Retype, word for word, only the lines from the one with "Objective — one point per instance of the foam" through the last line of the data below.
++++
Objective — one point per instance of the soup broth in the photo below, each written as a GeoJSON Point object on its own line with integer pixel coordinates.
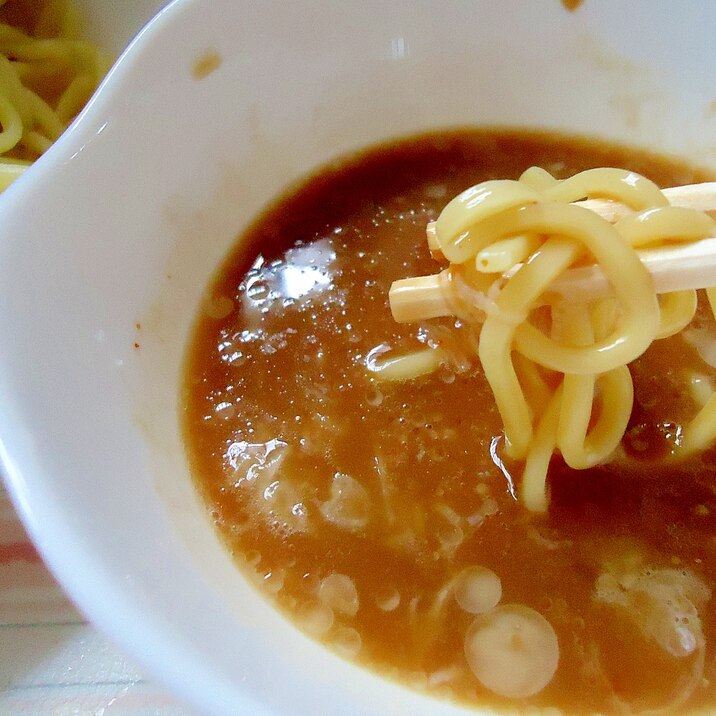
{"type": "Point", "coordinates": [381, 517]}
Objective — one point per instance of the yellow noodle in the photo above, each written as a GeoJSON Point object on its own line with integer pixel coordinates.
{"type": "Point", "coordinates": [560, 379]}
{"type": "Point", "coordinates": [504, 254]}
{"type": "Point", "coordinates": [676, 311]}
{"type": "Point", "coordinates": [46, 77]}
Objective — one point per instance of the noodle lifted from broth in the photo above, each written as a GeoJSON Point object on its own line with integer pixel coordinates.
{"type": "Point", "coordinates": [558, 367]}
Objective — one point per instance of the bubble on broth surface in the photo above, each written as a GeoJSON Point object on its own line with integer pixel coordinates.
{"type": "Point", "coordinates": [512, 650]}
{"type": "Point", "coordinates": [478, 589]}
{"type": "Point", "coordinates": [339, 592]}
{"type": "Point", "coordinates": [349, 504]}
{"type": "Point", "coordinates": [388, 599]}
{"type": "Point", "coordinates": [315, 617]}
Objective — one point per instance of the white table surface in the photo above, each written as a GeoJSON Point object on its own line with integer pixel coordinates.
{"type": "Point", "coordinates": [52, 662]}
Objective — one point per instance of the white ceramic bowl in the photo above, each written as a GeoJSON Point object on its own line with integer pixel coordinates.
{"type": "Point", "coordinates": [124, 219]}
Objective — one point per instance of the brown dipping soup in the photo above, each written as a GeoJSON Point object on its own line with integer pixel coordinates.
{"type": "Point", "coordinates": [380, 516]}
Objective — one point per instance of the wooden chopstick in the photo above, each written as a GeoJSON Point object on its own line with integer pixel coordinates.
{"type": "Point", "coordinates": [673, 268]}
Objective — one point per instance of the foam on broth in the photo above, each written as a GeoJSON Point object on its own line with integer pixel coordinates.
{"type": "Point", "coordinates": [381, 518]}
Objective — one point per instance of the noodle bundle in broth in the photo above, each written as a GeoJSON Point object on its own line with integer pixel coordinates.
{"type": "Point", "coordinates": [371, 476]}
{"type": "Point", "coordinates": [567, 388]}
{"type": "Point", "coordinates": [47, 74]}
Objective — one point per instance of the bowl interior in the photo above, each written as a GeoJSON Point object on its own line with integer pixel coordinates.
++++
→ **TASK RESULT**
Objective — one point per instance of the foam on broth in the photo above, each written as a GeoJSON Point object on its own line with integer pixel coordinates.
{"type": "Point", "coordinates": [381, 518]}
Objective — one point per instance of the noodle bundle in broth in the photo above, each written as a GeoJSON Point object on its own line with integer pixel coordinates.
{"type": "Point", "coordinates": [371, 476]}
{"type": "Point", "coordinates": [567, 388]}
{"type": "Point", "coordinates": [47, 74]}
Objective — one point per instance of the bowl interior in the photo above, each written as a GeoJSON Point object on its own line with integer pixel coordinates.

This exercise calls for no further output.